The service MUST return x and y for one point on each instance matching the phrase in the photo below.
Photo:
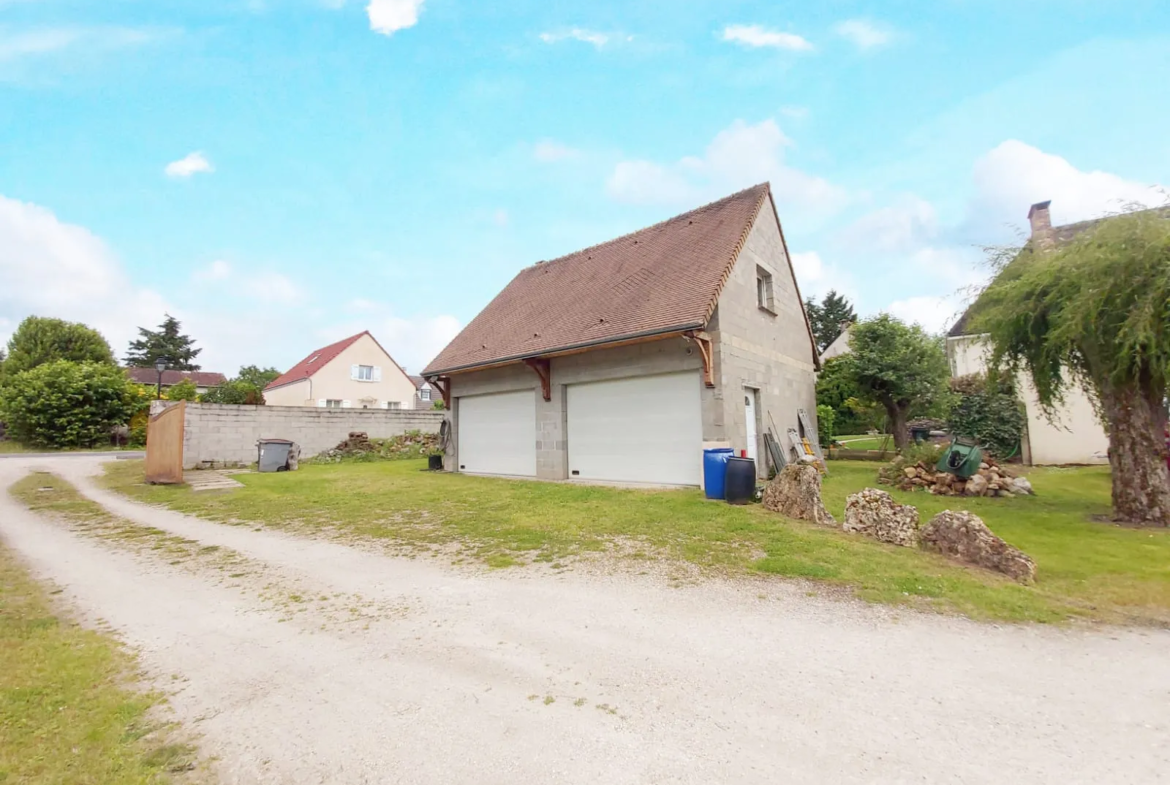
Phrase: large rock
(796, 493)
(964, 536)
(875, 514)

_ _ _ _ _ _ _

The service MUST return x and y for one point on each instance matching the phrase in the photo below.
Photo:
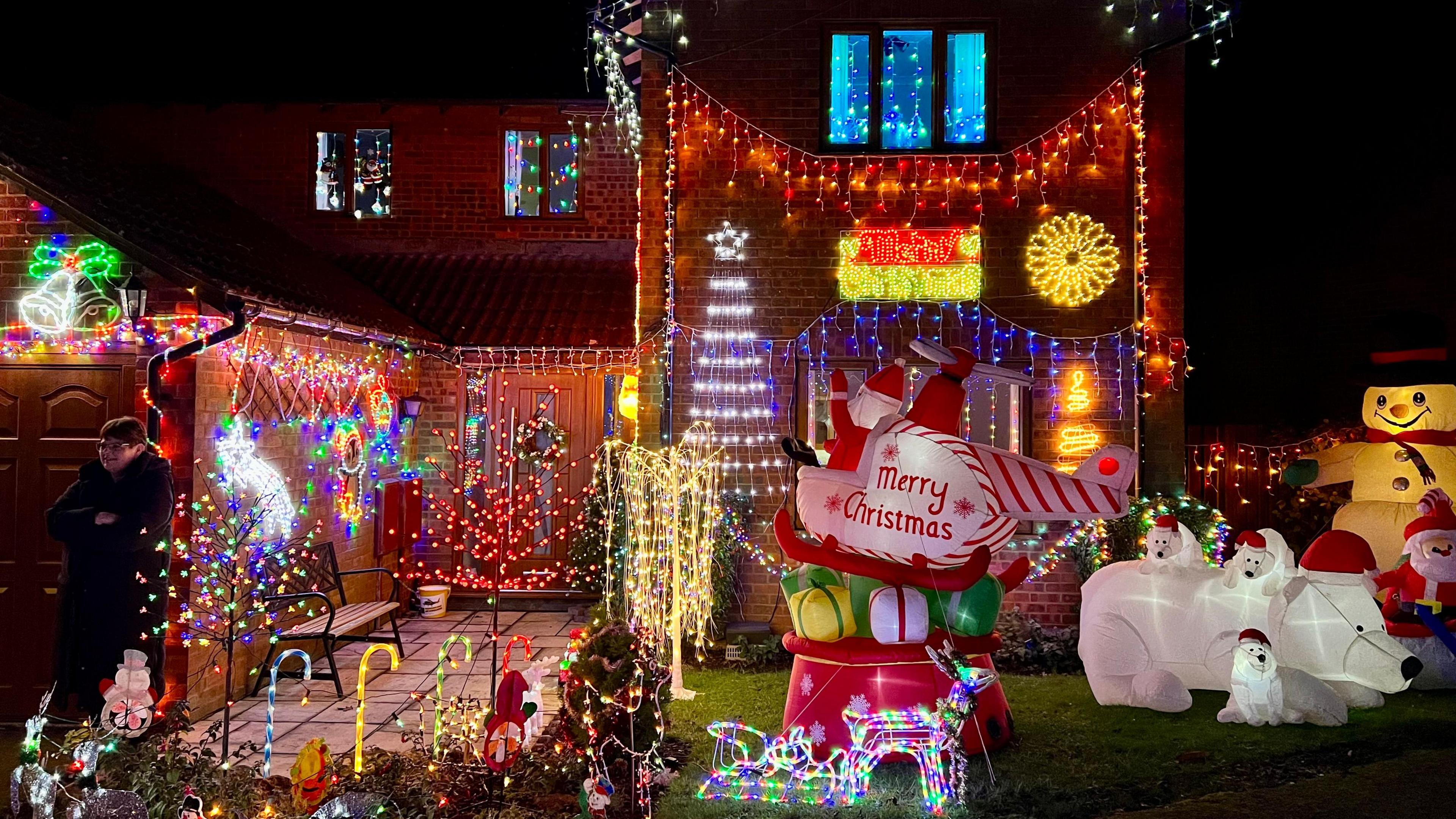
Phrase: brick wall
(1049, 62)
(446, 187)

_ _ _ _ _ _ _

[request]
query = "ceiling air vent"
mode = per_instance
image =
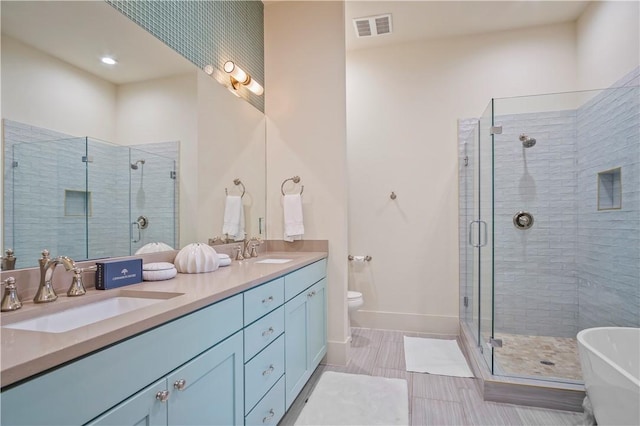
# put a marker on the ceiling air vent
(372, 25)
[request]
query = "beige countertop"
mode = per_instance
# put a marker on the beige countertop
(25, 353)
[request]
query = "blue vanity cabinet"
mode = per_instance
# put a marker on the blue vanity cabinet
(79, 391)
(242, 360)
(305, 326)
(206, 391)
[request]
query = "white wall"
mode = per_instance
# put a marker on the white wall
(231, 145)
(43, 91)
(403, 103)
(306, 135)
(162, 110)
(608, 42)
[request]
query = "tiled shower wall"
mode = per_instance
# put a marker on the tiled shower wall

_ _ _ _ _ _ _

● **Brief**
Wherever the string "tiled" appears in the entries above, return the line it appears on.

● **Exercise answer**
query = "tiled shower wall"
# put a marker on the tiled shower wall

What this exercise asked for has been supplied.